• [ABOUT THIS EXERCISE] In the conversation transcript below, how much did the speaker pay for the guitar later given to a jazz player, and in what year?

• [DOCUMENT SEGMENT]

══════════

Anyway, they didn't.
I have not seen it yet.
I have to see it.
Are you mad about that?
I can't say I'm mad about it.
No.
Yeah.
I just haven't.
I've been doing it.
No, I don't really.
I do things.
Yeah.
And then I d move on.
I do other things, you know.
Yeah?
But you don't get preoccupied with the reaction?
No, I don't read anything about show business.
I haven't since 19 early 80s what what turned you off to that
i didn't
i just didn't like it what i didn't like any part about it i don't read anything about show business i read
period i read other things i read books i play a lot of music um every day yeah record several times a week i was recording today
when you um this thing like it's
this is not going to help you in any way no i you know people ask about that.
You know, the old garage was cluttered with stuff, and then when I moved into this more sterile environment, I had to pick some of the clutter.
There is some sort of backstory on that.
I bet it's not that interesting.
Well, it was never
my hammer.
Oh,
the backstory on the knife is, you know, I had a person who, it's not even sharp.
I'll take this one, though.
Yeah, go ahead, take the knife and take whatever you want.
Except for, well, you know, you can have whatever you want.
So the music thing, though, now, are you in a situation where you have too many guitars?
Well,
I have been giving away guitars for 30 years.
I started getting guitars in 1966.
Okay.
And I started playing in a band probably then.
Yeah.
And
over the years I've had a lot.
But then I figured I didn't want to sell them.
I wanted to give them away to musicians I knew that couldn't get really good guitars.
So I've given away some
really crazy
ass.
What was the one that you picked up and said?
I'm giving one away.
Well, I had a friend come to my house a few years ago, and he is one of the great players in the world today, and he played everything, and then he got to this one, and he said, ah, uh-oh.
I said, yeah, that's pretty great.
And so I thought about it, and he left town.
I thought, he needs to have this because he is
probably the great guitar player in the last 50 years, I would say.
Who is it?
A person I know.
He said, he's a jazz player.
Okay.
And I gave it to him.
And what was it?
It was a 1955 Les Paul Goldtop.
Oh, with the P90s?
P90s that I had bought for $500 in 1981.
Oh, that's like my dream guitar.
Les Paul signed it for me.
I played with him on a T V show.
Uh-huh.
Uh-huh.
And it was a great, is a great guitar.
And he plays it
at gigs.
Yeah.
Not solely, but it's one of his guitars that he plays.
Specific sound, that P90 sound?

══════════

• [MATERIAL PROVIDED]
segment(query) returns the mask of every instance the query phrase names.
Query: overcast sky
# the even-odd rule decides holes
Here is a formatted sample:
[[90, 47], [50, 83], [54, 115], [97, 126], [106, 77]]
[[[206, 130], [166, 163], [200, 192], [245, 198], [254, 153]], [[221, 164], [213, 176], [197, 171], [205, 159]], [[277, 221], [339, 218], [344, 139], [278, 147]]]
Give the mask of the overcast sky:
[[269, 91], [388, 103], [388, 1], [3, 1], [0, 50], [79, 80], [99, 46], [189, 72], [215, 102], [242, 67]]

══════════

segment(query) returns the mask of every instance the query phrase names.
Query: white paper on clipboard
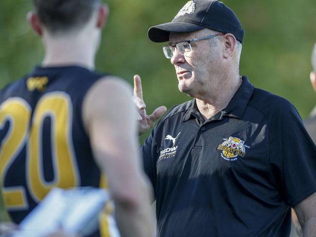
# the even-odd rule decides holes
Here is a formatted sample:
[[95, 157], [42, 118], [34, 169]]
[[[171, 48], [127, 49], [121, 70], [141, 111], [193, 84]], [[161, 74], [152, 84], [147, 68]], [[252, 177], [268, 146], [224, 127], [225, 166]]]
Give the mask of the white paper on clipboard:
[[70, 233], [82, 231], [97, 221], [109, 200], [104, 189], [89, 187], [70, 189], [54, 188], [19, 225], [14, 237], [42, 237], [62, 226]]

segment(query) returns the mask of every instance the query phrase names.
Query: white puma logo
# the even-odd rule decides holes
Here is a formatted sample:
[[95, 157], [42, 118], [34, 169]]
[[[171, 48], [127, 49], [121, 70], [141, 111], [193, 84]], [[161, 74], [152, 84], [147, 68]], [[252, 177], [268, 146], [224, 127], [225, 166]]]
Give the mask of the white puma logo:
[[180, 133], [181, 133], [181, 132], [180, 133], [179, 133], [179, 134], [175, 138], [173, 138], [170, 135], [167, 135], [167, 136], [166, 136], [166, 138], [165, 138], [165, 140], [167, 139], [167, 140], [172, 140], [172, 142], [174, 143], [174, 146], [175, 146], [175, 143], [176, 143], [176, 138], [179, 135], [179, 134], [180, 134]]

══════════

• [WRITTEN RESPONSE] $500, in 1981.